• WHAT YOU ARE ASKED TO DO
List every line in the data below that contains the string "cloud", matching case exactly.

+ + + +

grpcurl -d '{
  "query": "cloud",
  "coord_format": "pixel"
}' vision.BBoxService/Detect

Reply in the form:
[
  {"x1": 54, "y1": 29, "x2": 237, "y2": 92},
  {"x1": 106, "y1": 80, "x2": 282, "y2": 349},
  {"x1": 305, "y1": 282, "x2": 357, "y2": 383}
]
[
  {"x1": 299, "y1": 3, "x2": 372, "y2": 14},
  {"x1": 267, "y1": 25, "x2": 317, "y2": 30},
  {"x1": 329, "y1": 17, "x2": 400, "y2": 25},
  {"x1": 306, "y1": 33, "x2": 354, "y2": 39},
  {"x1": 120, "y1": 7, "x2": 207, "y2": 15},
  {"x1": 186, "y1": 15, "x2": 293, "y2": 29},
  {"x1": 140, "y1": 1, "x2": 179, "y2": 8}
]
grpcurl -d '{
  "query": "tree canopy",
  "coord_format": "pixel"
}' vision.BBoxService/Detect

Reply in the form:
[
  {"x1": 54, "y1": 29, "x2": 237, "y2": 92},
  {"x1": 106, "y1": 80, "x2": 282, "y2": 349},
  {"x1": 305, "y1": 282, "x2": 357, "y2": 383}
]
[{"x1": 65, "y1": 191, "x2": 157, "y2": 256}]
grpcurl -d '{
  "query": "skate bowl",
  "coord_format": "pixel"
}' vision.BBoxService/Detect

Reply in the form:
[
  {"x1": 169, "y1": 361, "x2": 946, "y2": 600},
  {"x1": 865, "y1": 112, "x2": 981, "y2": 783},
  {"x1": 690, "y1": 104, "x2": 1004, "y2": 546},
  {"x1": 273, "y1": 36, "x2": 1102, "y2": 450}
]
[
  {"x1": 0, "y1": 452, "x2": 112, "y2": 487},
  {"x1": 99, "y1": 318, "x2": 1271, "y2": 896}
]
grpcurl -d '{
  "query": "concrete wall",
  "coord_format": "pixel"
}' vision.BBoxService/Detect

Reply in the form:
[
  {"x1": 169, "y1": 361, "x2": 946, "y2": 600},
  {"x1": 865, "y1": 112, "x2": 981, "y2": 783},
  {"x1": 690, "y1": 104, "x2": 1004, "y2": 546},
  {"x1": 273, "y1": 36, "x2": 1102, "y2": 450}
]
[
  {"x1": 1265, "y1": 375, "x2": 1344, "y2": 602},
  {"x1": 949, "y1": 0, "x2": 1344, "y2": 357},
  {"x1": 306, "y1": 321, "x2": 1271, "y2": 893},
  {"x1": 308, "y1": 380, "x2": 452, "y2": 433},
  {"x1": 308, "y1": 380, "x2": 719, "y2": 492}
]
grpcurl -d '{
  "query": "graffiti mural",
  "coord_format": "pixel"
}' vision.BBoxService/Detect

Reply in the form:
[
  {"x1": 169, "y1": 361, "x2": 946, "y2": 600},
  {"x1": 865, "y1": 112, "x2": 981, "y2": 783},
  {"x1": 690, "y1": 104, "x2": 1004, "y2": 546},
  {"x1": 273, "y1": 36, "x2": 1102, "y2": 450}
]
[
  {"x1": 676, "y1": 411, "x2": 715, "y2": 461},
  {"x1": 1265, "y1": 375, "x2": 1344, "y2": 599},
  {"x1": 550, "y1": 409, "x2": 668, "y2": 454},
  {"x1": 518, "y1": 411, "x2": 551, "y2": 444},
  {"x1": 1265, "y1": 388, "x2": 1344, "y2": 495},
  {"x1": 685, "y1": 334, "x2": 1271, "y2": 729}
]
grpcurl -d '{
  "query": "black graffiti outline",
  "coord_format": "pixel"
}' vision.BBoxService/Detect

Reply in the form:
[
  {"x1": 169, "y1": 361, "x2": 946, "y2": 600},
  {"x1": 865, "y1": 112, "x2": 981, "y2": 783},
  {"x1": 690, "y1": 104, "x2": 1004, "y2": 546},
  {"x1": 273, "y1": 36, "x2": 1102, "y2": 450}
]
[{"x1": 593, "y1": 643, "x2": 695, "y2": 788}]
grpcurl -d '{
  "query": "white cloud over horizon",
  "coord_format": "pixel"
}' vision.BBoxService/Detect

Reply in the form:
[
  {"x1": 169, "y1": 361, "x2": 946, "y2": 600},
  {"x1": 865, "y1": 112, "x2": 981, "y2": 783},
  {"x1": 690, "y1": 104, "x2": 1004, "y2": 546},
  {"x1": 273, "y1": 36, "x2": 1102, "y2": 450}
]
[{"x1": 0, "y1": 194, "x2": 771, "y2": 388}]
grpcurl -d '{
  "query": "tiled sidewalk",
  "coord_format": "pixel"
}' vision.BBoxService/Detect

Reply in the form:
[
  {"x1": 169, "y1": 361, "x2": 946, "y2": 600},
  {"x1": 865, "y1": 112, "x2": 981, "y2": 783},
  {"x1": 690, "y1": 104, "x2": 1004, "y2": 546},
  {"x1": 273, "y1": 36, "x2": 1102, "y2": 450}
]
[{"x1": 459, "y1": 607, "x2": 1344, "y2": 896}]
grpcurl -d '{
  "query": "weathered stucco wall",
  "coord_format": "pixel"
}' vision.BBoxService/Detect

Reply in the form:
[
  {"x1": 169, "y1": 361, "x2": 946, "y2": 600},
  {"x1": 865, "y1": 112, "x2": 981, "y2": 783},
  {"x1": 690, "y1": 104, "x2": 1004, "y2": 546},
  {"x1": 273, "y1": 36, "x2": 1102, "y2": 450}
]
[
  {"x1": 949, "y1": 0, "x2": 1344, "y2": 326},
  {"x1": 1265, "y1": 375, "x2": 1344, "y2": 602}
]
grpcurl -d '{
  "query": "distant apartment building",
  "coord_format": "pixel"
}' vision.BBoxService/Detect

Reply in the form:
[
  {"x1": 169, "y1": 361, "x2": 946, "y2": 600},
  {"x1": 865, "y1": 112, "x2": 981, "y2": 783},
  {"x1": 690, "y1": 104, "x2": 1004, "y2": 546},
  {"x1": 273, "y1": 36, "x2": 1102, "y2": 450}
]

+ + + +

• SOLUTION TO THIS EXERCISE
  "query": "cloud",
  "query": "white cloud over horizon",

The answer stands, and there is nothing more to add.